::: MATERIAL SUPPLIED :::
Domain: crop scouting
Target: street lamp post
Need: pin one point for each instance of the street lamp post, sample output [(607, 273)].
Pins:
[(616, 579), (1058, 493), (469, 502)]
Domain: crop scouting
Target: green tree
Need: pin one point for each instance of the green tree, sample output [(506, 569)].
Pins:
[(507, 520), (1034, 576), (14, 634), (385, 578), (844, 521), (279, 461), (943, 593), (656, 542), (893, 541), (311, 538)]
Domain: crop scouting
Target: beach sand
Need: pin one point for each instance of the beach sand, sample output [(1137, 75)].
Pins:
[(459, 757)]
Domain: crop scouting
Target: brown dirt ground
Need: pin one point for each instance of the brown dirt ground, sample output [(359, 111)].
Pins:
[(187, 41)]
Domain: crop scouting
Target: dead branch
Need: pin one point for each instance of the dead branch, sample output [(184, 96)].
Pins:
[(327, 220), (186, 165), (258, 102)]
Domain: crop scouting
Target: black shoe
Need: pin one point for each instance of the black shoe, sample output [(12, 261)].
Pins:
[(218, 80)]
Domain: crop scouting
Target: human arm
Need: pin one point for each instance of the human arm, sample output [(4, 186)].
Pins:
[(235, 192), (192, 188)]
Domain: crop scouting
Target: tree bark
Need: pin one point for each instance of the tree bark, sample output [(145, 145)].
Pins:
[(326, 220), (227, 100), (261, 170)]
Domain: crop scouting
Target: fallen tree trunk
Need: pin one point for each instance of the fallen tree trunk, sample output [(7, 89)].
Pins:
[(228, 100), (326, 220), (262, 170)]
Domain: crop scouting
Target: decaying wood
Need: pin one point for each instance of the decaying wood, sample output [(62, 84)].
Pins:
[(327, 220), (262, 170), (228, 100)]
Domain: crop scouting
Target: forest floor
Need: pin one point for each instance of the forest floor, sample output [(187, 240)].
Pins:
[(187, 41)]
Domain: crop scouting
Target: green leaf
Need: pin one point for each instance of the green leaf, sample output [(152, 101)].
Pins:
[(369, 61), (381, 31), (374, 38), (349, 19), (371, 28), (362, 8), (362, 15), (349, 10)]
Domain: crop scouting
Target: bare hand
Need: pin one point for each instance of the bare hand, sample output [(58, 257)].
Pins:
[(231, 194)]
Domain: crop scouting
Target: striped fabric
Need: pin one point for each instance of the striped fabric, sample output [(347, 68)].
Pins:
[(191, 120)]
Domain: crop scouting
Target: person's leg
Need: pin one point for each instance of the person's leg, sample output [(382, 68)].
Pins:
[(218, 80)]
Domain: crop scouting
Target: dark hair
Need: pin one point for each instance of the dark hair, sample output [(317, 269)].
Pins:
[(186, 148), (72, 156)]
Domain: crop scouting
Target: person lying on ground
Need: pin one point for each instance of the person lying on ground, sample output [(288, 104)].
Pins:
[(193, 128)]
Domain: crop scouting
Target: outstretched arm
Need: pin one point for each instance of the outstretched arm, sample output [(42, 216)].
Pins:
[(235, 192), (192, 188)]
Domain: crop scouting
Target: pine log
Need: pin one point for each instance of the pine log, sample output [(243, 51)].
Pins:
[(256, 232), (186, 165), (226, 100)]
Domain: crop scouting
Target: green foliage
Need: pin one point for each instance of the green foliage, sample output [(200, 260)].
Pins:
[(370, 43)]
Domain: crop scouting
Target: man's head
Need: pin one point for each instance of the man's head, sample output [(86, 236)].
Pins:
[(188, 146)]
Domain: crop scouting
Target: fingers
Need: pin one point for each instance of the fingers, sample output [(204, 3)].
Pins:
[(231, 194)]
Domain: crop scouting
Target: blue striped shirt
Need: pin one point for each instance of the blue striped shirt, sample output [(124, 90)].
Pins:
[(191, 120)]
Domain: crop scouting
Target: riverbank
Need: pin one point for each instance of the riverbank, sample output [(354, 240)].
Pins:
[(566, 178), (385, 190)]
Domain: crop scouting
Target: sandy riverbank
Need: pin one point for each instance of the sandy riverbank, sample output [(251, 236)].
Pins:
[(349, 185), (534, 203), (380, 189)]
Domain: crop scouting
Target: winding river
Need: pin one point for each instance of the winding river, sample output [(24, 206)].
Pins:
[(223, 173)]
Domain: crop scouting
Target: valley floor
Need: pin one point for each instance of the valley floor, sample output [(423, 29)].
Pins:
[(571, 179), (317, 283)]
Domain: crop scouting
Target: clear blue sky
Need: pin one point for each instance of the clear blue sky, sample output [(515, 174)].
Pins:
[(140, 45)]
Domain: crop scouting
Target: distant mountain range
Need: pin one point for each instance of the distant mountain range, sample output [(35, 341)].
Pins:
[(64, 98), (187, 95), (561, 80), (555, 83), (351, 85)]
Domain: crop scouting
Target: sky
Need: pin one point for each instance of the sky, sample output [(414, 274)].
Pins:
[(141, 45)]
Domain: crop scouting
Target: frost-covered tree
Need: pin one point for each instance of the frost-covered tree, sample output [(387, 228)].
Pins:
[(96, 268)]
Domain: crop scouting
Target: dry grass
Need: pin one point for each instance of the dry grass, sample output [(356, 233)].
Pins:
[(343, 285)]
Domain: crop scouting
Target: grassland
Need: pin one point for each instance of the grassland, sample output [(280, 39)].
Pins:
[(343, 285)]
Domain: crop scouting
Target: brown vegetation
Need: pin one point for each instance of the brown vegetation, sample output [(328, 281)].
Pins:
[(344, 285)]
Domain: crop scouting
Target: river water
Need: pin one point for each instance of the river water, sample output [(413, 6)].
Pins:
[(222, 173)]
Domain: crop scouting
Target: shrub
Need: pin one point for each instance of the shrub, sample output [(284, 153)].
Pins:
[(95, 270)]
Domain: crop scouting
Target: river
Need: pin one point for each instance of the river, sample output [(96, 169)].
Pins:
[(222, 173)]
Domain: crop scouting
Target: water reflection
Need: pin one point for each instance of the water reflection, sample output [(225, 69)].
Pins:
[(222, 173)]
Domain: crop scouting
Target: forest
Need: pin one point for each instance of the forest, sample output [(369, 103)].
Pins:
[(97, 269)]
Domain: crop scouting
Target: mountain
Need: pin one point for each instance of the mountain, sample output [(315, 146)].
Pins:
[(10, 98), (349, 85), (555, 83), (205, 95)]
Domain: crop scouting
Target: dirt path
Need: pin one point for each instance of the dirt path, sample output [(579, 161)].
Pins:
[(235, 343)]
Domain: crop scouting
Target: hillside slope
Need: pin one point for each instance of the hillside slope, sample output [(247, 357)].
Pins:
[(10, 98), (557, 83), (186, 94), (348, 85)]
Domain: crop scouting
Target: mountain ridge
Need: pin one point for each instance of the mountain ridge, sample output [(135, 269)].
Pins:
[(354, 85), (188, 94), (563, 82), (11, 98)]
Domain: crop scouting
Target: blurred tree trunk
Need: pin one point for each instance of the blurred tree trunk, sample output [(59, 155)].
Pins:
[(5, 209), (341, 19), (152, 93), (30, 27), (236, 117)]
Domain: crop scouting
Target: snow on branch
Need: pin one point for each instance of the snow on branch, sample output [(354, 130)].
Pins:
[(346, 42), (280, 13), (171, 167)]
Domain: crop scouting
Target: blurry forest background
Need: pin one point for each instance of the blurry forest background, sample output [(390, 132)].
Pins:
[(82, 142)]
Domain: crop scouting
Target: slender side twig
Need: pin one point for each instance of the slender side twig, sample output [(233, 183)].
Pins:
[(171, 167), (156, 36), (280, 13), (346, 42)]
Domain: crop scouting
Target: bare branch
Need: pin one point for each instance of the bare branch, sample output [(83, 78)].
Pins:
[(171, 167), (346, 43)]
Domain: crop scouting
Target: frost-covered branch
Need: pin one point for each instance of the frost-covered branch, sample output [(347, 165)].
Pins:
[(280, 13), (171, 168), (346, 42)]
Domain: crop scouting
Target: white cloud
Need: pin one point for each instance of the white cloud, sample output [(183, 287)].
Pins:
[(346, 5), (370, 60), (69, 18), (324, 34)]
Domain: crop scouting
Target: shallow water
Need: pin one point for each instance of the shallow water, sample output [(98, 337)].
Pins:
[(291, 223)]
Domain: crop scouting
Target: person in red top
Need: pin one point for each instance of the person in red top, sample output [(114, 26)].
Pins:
:::
## PROBLEM
Can you format the lines from the start of the entries through the line containing "[(616, 579), (1058, 493), (469, 502)]" as a numbered list, with blank lines left out?

## EXERCISE OUTPUT
1. Domain: crop scouting
2. Target: street lamp post
3. Need: pin one point for each instance of the street lamp post, sample output [(607, 273)].
4. Pins:
5. [(616, 579), (1058, 493), (469, 502)]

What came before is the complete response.